§ **EXTRAIT**

━━━━━━

Cette énergie est la vision dont on lit en transparence la texture chez Philippe Magnier et son territoire. On ne peut pas séparer la narration d’un monde vivant (ville en évolution, Dunkerque change) et la peinture de cet artiste fidèle à soi-même lié à son environnement et à son dialogue intime, qui transmet sous forme de couleurs en liberté. Rebel, anarchisant, jamais indifférent, Philippe Magnier construit un dispositif pictural dense de matière et de sens où il faut lire en passant dans la lumière presque solidifiée sur tous les formats de ses peintures à l’huile. Son médium est une série de tissus occasionnels, domestiques, pauvres (chiffons, canevas, toiles usées…) qu’on abandonne durant les rituels ou les pratiques du maintien)

━━━━━━

§ **DONNÉES EXTRAITES**
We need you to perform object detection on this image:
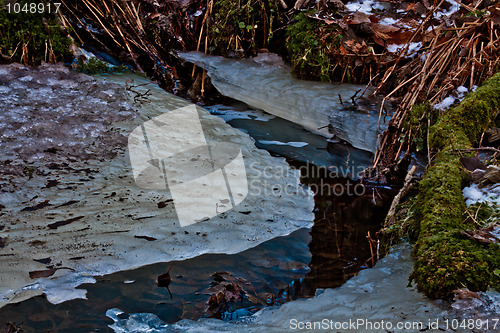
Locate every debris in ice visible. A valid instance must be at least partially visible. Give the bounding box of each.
[106,309,169,333]
[345,0,384,15]
[204,105,276,122]
[462,183,500,206]
[106,245,453,333]
[0,64,314,307]
[434,96,455,111]
[434,86,469,111]
[259,140,308,148]
[178,52,392,152]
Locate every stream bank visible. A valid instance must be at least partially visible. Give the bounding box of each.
[0,64,314,306]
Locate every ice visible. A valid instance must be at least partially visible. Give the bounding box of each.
[106,245,456,333]
[434,0,460,19]
[387,42,422,54]
[179,52,390,152]
[205,105,276,121]
[259,140,308,148]
[345,0,384,15]
[0,65,314,307]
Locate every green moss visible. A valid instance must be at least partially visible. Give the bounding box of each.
[286,13,342,81]
[0,0,72,65]
[412,231,500,298]
[429,74,500,149]
[208,0,283,55]
[76,58,129,74]
[412,73,500,298]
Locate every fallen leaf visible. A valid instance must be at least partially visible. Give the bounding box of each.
[48,216,85,229]
[21,200,50,212]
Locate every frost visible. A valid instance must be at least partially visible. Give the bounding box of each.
[179,52,390,152]
[434,0,460,19]
[345,0,384,15]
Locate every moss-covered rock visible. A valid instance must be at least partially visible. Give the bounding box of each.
[412,73,500,298]
[286,13,340,81]
[0,0,72,65]
[208,0,284,55]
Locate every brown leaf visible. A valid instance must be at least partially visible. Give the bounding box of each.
[346,12,371,24]
[21,200,50,212]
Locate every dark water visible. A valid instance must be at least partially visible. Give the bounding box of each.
[0,174,385,332]
[0,102,387,332]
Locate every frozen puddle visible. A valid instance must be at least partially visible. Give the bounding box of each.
[103,245,470,333]
[179,52,390,153]
[0,65,314,306]
[205,102,373,179]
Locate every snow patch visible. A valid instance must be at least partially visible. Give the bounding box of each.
[345,0,384,15]
[434,96,455,111]
[387,42,422,54]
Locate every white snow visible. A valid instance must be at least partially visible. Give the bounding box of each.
[205,105,276,122]
[434,86,469,111]
[434,96,455,111]
[259,140,308,148]
[387,42,422,54]
[434,0,460,19]
[345,0,384,15]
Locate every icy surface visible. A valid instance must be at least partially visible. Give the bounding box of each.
[259,140,308,148]
[345,0,384,15]
[205,105,276,121]
[0,65,314,307]
[387,42,422,54]
[179,52,390,152]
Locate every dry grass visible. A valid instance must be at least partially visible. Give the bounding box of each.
[374,1,500,167]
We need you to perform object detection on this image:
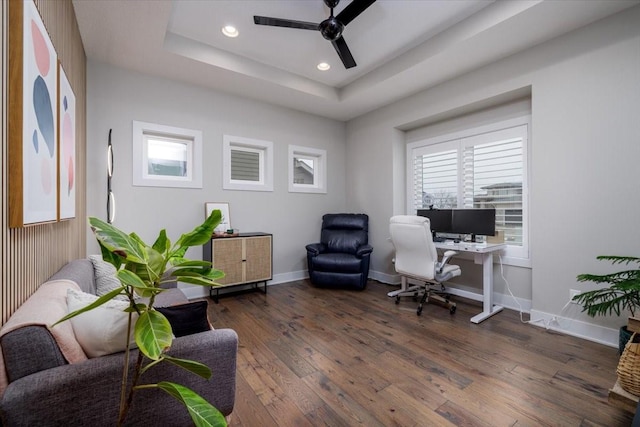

━━━━━━

§ **À FAIRE**
a. Répondez à ces questions sur l'extrait consacré à Philippe Magnier :
(i) Quelle ville change, d'après l'extrait ?
(ii) Quel type de peinture Philippe Magnier pratique-t-il ?
(iii) Quels tissus sont donnés en exemple de son médium ?
b. Prolongez l'extrait sur la peinture de Philippe Magnier après sa dernière phrase.
Le matériau qui précède n'a aucun lien avec l'extrait.

§ **RÉPONSES PAR TÂCHE**
a.
(i) Dunkerque.
(ii) La peinture à l'huile.
(iii) Des chiffons, des canevas et des toiles usées.

b.
Sur ces trames on dirait qu’il n’y a pas de dessin : un fourvoiement car on doit voir plus loin comme Christian Boltanski qui se disait « peintre » : […] La seule manière (ce que forcément, la photographie ne peut pas faire) de donner vie, de rendre physique quelque chose qui n’est plus que dans la tête, dans la mémoire, c’est par le dessin, éventuellement la peinture ou la sculpture. Mais le dessin me semble plus direct. La beauté du dessin, c’est qu’il demande le moins de moyens, c’est vraiment le plus pauvre des arts : un petit bout de papier et une mine, l’art le plus minimal. Je crois qu’effectivement l’émotion […] vient souvent de l’importance que l’on donne à quelque chose, et de la faiblesse du moyen que l’on utilise pour dire cette chose… Parfois, c’est un vieux morceau de papier de récupération que les artistes ont trouvé par hasard et un tout petit crayon de dix centimètres, mais avec ça, ils vont essayer de montrer la cosmogonie, l’image de Dieu, les choses les plus gigantesques avec les moyens les plus faibles. L’émotion naît de cet écart entre le désir de dire quelque chose et la pauvreté des moyens que l’on a […] (Dominique Radrizzani, Le dessin impossible de Christian Boltanski, entretien et documents).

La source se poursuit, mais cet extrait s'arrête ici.